* **Problem details**
Locate every line below containing the string "pool", and copy each of those lines in full.

* **Extracted records**

------------------------

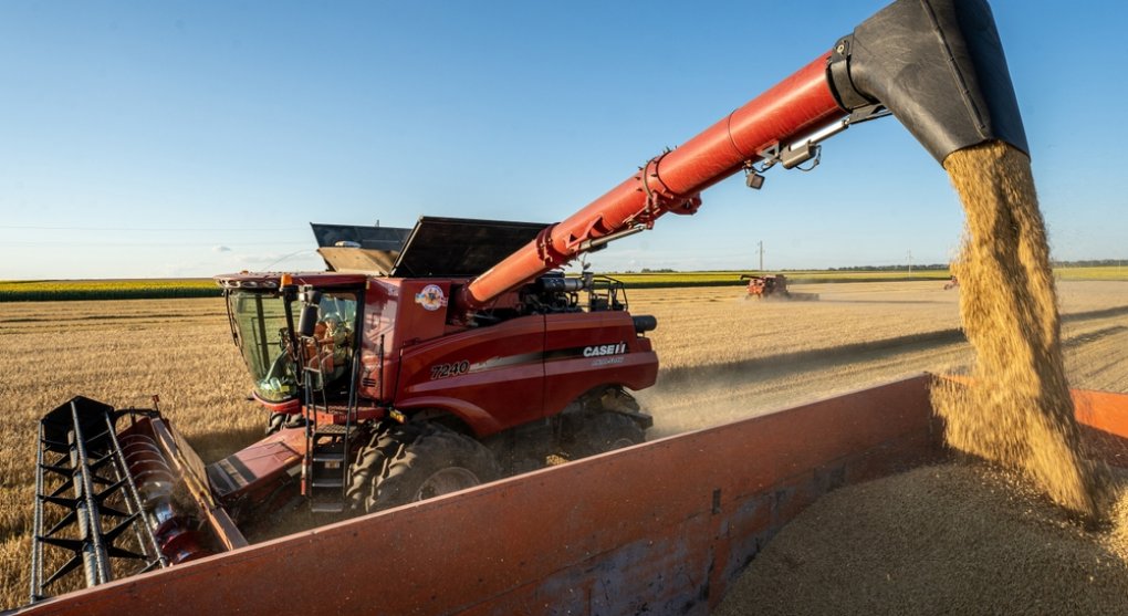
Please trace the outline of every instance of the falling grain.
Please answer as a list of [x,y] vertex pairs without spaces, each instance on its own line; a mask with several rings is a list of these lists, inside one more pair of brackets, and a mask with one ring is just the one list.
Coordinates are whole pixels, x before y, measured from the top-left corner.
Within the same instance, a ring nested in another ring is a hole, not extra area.
[[1084,457],[1061,359],[1057,296],[1030,161],[999,142],[944,161],[967,212],[955,266],[976,386],[934,395],[954,449],[1028,474],[1063,507],[1107,517],[1107,470]]

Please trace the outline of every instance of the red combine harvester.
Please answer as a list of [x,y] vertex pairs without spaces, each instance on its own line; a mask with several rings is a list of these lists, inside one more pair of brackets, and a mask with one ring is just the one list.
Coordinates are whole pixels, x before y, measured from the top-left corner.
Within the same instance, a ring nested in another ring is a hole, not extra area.
[[[296,494],[315,511],[374,512],[641,442],[651,419],[631,391],[655,381],[658,358],[646,337],[655,320],[628,311],[618,282],[567,278],[559,267],[649,229],[666,213],[693,214],[700,192],[729,176],[743,171],[759,187],[768,168],[817,159],[827,138],[890,114],[938,161],[988,140],[1026,151],[985,2],[895,2],[562,222],[424,217],[411,230],[380,231],[368,244],[324,247],[329,272],[217,276],[254,397],[271,411],[268,435],[205,466],[156,410],[115,410],[79,397],[49,413],[39,438],[32,600],[78,571],[88,586],[164,567],[195,572],[197,592],[203,580],[223,584],[221,569],[239,571],[236,554],[179,563],[244,548],[244,530],[271,523]],[[673,455],[676,448],[663,447]],[[641,490],[629,487],[633,479],[615,477],[624,485],[618,501]],[[682,496],[669,493],[666,502]],[[721,491],[712,499],[716,513]],[[522,502],[531,513],[535,502],[557,501],[580,507],[556,492]],[[522,511],[501,508],[492,516],[519,526],[530,519]],[[628,528],[625,520],[603,520],[610,526],[601,528]],[[379,534],[360,530],[374,527],[356,528],[353,537],[363,539],[354,552],[380,560],[387,546]],[[554,534],[553,527],[539,530]],[[288,548],[277,558],[306,562],[317,546]],[[332,586],[335,595],[354,597],[372,581],[369,565],[314,566],[324,573],[294,570],[287,579],[309,590],[299,596],[321,597],[316,590]],[[461,575],[453,566],[444,570]],[[476,570],[481,586],[490,574]],[[98,597],[117,592],[112,589]],[[243,610],[264,607],[244,591],[223,596]],[[95,613],[118,606],[71,597],[43,607]],[[474,605],[473,598],[459,605]]]
[[787,276],[784,274],[742,274],[740,280],[748,281],[748,294],[744,299],[794,299],[801,301],[813,301],[819,299],[818,293],[795,293],[787,289]]

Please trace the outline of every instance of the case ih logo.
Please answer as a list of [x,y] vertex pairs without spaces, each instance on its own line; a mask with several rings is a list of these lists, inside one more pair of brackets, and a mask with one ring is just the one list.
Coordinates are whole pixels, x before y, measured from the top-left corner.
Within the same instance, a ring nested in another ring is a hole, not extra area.
[[583,357],[585,358],[601,358],[603,355],[618,355],[627,352],[627,343],[620,342],[618,344],[600,344],[597,346],[584,346]]
[[438,310],[447,305],[447,296],[438,284],[428,284],[422,291],[415,294],[415,303],[428,310]]

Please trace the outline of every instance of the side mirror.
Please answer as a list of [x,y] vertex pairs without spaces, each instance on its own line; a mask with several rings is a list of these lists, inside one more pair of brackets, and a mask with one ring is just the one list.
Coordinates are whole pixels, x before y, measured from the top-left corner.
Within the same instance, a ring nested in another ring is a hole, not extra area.
[[303,303],[301,306],[301,318],[298,319],[298,334],[302,337],[314,335],[317,328],[317,305]]
[[317,307],[321,301],[321,293],[307,287],[298,293],[298,301],[301,302],[298,334],[305,337],[312,336],[317,328]]

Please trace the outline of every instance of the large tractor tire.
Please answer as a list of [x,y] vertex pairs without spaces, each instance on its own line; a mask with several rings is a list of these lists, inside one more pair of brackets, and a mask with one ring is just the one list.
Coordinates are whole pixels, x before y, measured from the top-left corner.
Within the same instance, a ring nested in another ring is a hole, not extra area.
[[373,512],[491,482],[500,475],[481,442],[432,423],[377,432],[356,457],[353,509]]
[[565,454],[570,459],[585,458],[632,445],[646,439],[638,422],[622,413],[575,413],[565,417]]

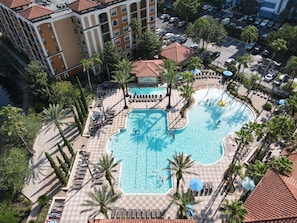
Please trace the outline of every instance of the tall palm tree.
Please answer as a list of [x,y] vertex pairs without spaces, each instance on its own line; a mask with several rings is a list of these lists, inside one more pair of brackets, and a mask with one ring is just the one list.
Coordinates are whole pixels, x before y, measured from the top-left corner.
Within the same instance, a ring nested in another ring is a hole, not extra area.
[[248,211],[243,206],[242,201],[238,200],[231,202],[225,200],[219,210],[226,215],[229,223],[243,223],[245,216],[248,214]]
[[42,118],[46,125],[54,124],[59,130],[61,136],[64,136],[62,126],[67,125],[67,118],[71,117],[71,112],[63,109],[59,104],[50,104],[48,108],[44,108],[42,111]]
[[119,165],[120,162],[121,160],[118,160],[115,162],[114,157],[109,155],[105,155],[99,159],[99,163],[98,163],[99,172],[104,174],[105,179],[107,180],[107,182],[111,187],[112,193],[114,193],[114,188],[113,188],[114,177],[112,175],[112,172]]
[[112,209],[112,204],[115,203],[121,194],[115,194],[112,190],[108,190],[107,186],[97,189],[94,188],[94,192],[88,192],[89,199],[84,200],[82,206],[87,209],[82,212],[94,210],[92,215],[103,214],[108,219],[108,211]]
[[291,176],[293,173],[293,162],[288,157],[280,156],[270,162],[270,166],[279,174]]
[[[132,66],[132,63],[126,59],[126,58],[123,58],[117,65],[116,65],[116,71],[118,72],[123,72],[127,77],[129,77],[128,79],[128,82],[130,81],[134,81],[135,80],[135,77],[134,76],[130,76],[131,74],[131,71],[133,69],[133,66]],[[127,82],[127,83],[128,83]],[[126,90],[126,97],[129,96],[129,93],[128,93],[128,85],[126,84],[126,87],[125,87],[125,90]]]
[[172,60],[164,60],[162,65],[164,67],[164,72],[161,75],[162,80],[167,83],[167,95],[168,95],[168,105],[167,108],[171,108],[171,91],[172,87],[177,85],[179,81],[179,76],[176,73],[178,67]]
[[92,83],[91,83],[91,77],[90,77],[90,69],[92,69],[96,64],[101,64],[101,63],[102,61],[98,53],[94,54],[91,58],[88,58],[88,59],[85,58],[80,61],[80,64],[83,67],[83,72],[87,73],[89,87],[91,90],[92,90]]
[[285,72],[290,75],[290,85],[294,82],[295,77],[297,77],[297,56],[291,56],[287,61],[285,66]]
[[197,173],[188,171],[188,169],[193,167],[195,162],[191,160],[191,155],[185,155],[184,153],[176,152],[172,160],[167,160],[170,164],[170,167],[167,167],[164,170],[171,170],[171,174],[167,178],[168,180],[173,176],[176,177],[176,193],[178,193],[180,181],[182,180],[184,182],[185,174],[198,175]]
[[269,168],[267,163],[263,163],[260,160],[256,160],[255,163],[251,163],[247,167],[247,175],[252,177],[257,184],[260,179],[265,175]]
[[181,193],[173,194],[170,197],[173,203],[179,206],[178,215],[179,215],[179,218],[182,218],[182,219],[187,218],[187,213],[188,211],[191,210],[192,205],[199,203],[199,201],[195,201],[195,198],[191,190],[187,190],[185,192],[182,189]]
[[126,101],[126,88],[127,88],[127,83],[130,81],[134,80],[134,77],[131,77],[127,75],[125,72],[122,72],[121,70],[116,70],[113,72],[114,74],[111,76],[112,80],[111,82],[117,83],[120,85],[122,91],[123,91],[123,98],[124,98],[124,109],[127,109],[127,101]]
[[259,37],[258,29],[255,26],[247,26],[241,32],[241,39],[245,42],[244,54],[249,43],[256,41]]

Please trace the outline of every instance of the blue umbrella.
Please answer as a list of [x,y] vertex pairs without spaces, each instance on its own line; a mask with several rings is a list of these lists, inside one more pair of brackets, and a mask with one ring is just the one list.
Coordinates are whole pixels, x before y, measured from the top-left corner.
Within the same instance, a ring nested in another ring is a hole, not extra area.
[[243,188],[246,190],[254,190],[254,188],[255,188],[254,180],[249,177],[245,177],[241,184],[242,184]]
[[194,70],[193,70],[193,74],[195,74],[195,75],[200,74],[200,70],[199,70],[199,69],[194,69]]
[[223,72],[223,74],[226,76],[226,77],[231,77],[233,75],[233,73],[230,71],[230,70],[225,70]]
[[193,191],[201,191],[203,188],[203,183],[198,178],[192,178],[190,180],[189,187]]
[[187,208],[188,208],[188,215],[191,216],[191,217],[194,217],[195,216],[195,209],[194,209],[194,206],[193,205],[190,205],[190,204],[187,204],[186,205]]
[[279,101],[278,101],[278,104],[279,105],[285,105],[286,104],[286,101],[284,100],[284,99],[280,99]]

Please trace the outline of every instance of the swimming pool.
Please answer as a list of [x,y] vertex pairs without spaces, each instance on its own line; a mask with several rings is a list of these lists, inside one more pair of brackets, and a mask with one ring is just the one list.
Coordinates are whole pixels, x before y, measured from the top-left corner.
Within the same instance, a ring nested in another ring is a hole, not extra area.
[[166,88],[165,87],[141,87],[141,88],[130,88],[129,89],[130,94],[133,95],[160,95],[160,94],[165,94],[166,93]]
[[[190,154],[199,164],[213,164],[223,155],[222,139],[254,118],[246,105],[221,90],[200,90],[194,97],[196,105],[183,129],[168,130],[163,110],[133,110],[126,128],[110,138],[107,149],[122,160],[120,188],[125,193],[166,193],[172,182],[163,168],[175,152]],[[226,106],[217,105],[220,99]]]

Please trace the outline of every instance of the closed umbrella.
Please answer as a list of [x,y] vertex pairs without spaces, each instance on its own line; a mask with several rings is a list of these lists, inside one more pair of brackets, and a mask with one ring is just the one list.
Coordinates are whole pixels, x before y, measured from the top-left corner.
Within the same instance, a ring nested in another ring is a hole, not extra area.
[[203,188],[203,182],[198,178],[192,178],[190,180],[189,187],[193,191],[201,191]]
[[242,184],[242,187],[246,190],[254,190],[255,188],[254,180],[249,177],[245,177],[241,184]]
[[224,76],[226,76],[226,77],[231,77],[231,76],[233,75],[232,71],[230,71],[230,70],[225,70],[225,71],[223,72],[223,74],[224,74]]

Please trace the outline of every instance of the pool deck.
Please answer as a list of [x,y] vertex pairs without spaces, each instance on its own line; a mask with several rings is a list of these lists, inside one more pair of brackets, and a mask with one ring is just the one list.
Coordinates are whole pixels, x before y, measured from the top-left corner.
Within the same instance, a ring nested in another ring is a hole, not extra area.
[[[223,89],[223,86],[221,85],[219,78],[206,78],[197,79],[194,83],[194,88],[195,90],[203,88]],[[127,98],[129,109],[123,109],[124,102],[121,89],[100,89],[100,91],[103,92],[103,94],[105,95],[103,99],[103,106],[105,110],[114,110],[115,115],[112,124],[109,123],[108,125],[104,125],[99,128],[93,136],[88,136],[89,138],[87,140],[86,146],[84,147],[84,150],[90,153],[89,161],[91,164],[95,163],[100,157],[106,154],[105,145],[107,140],[109,140],[109,138],[113,134],[118,132],[121,128],[125,127],[127,113],[131,109],[165,109],[168,104],[168,97],[163,98],[161,101],[158,100],[155,102],[131,103]],[[240,88],[240,92],[244,93],[245,89]],[[266,100],[264,99],[263,95],[261,96],[262,97],[254,94],[254,96],[252,97],[253,104],[259,111],[261,111],[261,106],[265,103]],[[177,90],[172,91],[171,100],[172,108],[168,111],[169,127],[173,129],[184,127],[187,120],[186,118],[181,118],[179,113],[181,107],[184,105],[184,100],[181,98],[180,93]],[[96,110],[98,110],[98,108],[92,106],[92,108],[90,108],[90,114],[92,114],[92,112]],[[266,117],[266,113],[261,112],[259,119],[261,117]],[[90,120],[90,118],[88,118],[88,120]],[[88,123],[86,126],[88,126]],[[87,132],[85,134],[87,135]],[[192,169],[193,172],[199,174],[199,179],[201,179],[203,182],[212,182],[214,186],[212,195],[196,197],[196,200],[200,201],[199,204],[195,205],[196,216],[198,219],[201,219],[201,221],[199,222],[221,222],[221,215],[218,212],[218,207],[220,206],[225,194],[221,195],[220,191],[217,190],[217,188],[220,188],[224,171],[227,169],[236,150],[234,134],[230,134],[225,137],[223,144],[225,147],[225,153],[220,161],[213,165],[195,164]],[[255,144],[251,145],[250,147],[255,148]],[[78,149],[79,148],[76,148],[76,150]],[[247,158],[248,155],[249,154],[245,154],[244,157]],[[87,171],[82,182],[82,187],[78,190],[73,189],[73,186],[71,184],[73,183],[73,174],[75,173],[75,168],[77,168],[76,166],[79,166],[78,159],[76,159],[74,165],[74,171],[72,171],[72,176],[70,178],[70,186],[69,188],[64,188],[66,192],[62,195],[62,197],[65,198],[65,204],[60,222],[63,223],[87,222],[87,219],[93,218],[90,216],[90,212],[81,212],[83,210],[81,204],[85,199],[88,199],[88,192],[93,191],[94,187],[100,187],[98,185],[94,185],[91,174]],[[118,188],[119,172],[120,168],[115,172],[114,175],[116,179],[116,192],[120,192],[120,189]],[[195,176],[185,175],[185,190],[188,188],[189,181],[193,177]],[[174,179],[174,187],[175,183],[176,182]],[[103,182],[103,184],[107,184],[107,182]],[[168,194],[172,193],[174,193],[174,189],[168,192]],[[122,197],[114,204],[114,207],[145,210],[160,209],[161,211],[164,211],[164,218],[174,219],[176,217],[178,207],[171,202],[168,194],[122,194]],[[241,194],[242,188],[240,184],[236,183],[235,193],[228,194],[227,199],[239,198]],[[96,216],[96,218],[103,218],[103,216]],[[202,219],[204,221],[202,221]]]

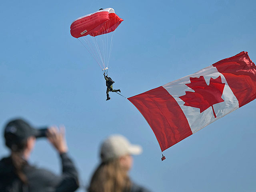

------------------------

* **Result for this task**
Please trace the outline of every instance of the swimming pool.
Please trace the outline of every instance of the pool deck.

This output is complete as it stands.